Required tasks
[A] According to the blog post about routine, by what time does lunch need to be ready?
[B] Write out the part of the blog post about routine that opens with the words containing "Is there a part" and closes with "that I fail!", switching "boring" for "dull".

Text extract
Hello, Routine, how I have missed you!

One of my goals for this coming year is to make more of the benefits of routine.

Routine does not come naturally to me, and for most of my life I have preferred the adrenalin kick of a chaotic lifestyle. At least, that is what my internal systems have always believed. A girl can have too much chaos in her life at times however and I found myself last night actually feeling excited at the prospect of Mr L’s return to work today. It dawns on me that I do enjoy a  routine. Perhaps routine is too strong a word for it, maybe “a loose framework” is the concept that I am struggling to grasp here. You know… the simple separation between work days and non-work days. The eating of meals at relatively organised times. Fundamental housework tasks being effected and not totally neglected. Simple stuff.

Heck – who am I kidding? What I really like is that Mr L is safely tied to his desk, leaving my time free to do pretty much as I please — so long as lunch is ready for 1pm  or thereabouts. The bit that I truly dislike is the housework. The mundane routine of living. I escape from that as much as I can — and I end up doing stuff because it really cannot wait any longer and must be done right now.  I finish by resenting the work even more. Of course, in escaping the drudgery, I procrastinate (who mentioned Popcap?) The outcome is that I get very little done at all.

Now, I recognise that a proper routine will free up lots more time in which to do the things that I want to do. It has been said before. Many times. This time, I really want to achieve it. I am getting old. There isn’t much time left and there is so much to be achieved. I must make more time and space in my life. What I need to do is to work out why my goals in this respect are always doomed to failure.

Am I too strict?

Is there a part of my psyche that says that “routine” is necessarily boring, mundane, and inherently worthy – that in order to establish a “routine” I actually have to begin doing the things that I hate in order to earn the privilege of time to do the things that I want to do? No wonder that I fail!

Writing down on a sheet of paper: Monday – laundry, Tuesday – vaccuming, Wednesday…. etc. It is never going to work for me, is it? It just makes me ready to weep after the first four days.

What a challenge! I need to establish a routine that works for me — one that keeps me happy and productive, and one that I can stick to. It needs to free up time by directing my daily hours into production rather than avoidance.

One thing that I do know is that I have to meet this challenge now and not defer it until later, or it will not be done. Today is the day for finding my daily structure, not forgetting that today is always today and tomorrow never comes.

Writing it down like this is helping me to see that I need to apportion my time more loosely than I have attempted before. I can “gift” some hours to the house and garden but I do not need to timetable the activities. I can cast around each day for the most necessary and/or appealing tasks, and just get on with them for the allotted time, before settling down to my “me” time.

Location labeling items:
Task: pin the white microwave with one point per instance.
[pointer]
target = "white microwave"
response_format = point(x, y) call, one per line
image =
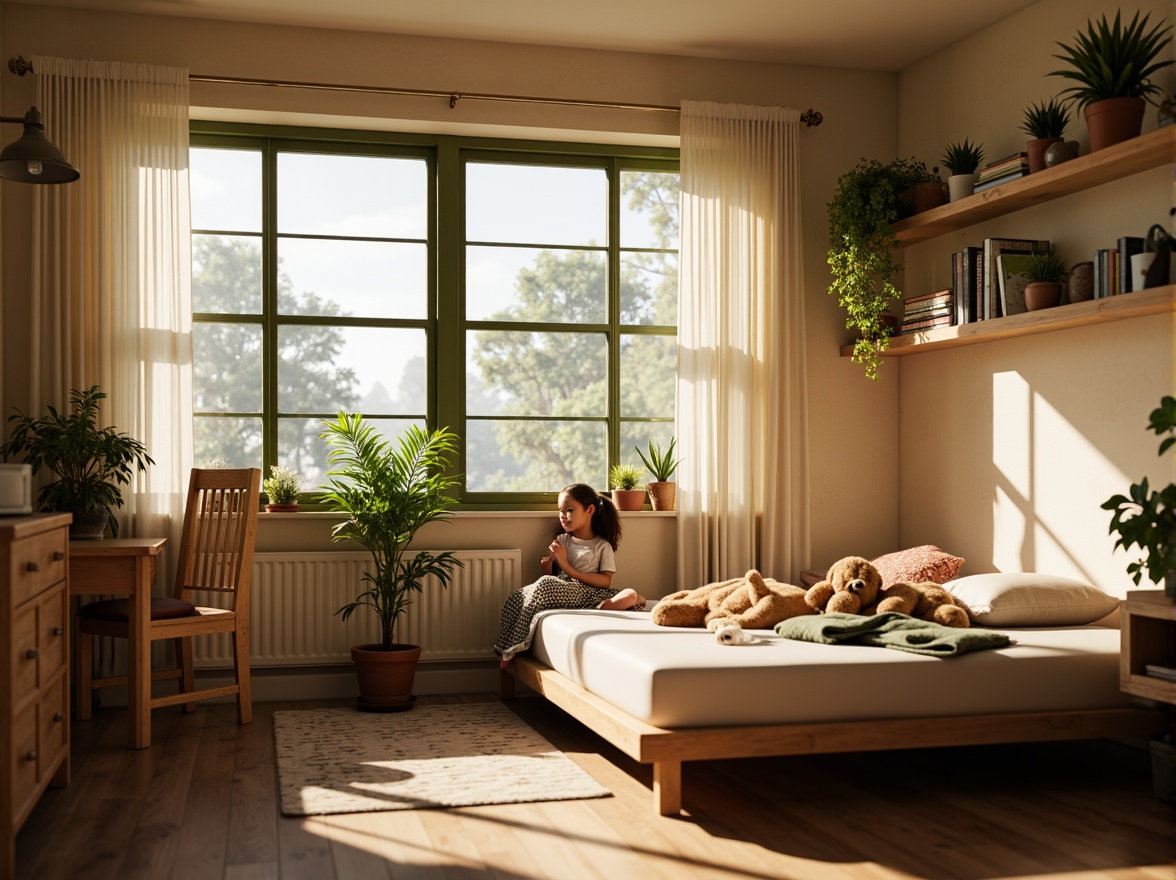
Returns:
point(15, 488)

Solutions to the problems
[A] By 1pm or thereabouts.

[B]
Is there a part of my psyche that says that “routine” is necessarily dull, mundane, and inherently worthy – that in order to establish a “routine” I actually have to begin doing the things that I hate in order to earn the privilege of time to do the things that I want to do? No wonder that I fail!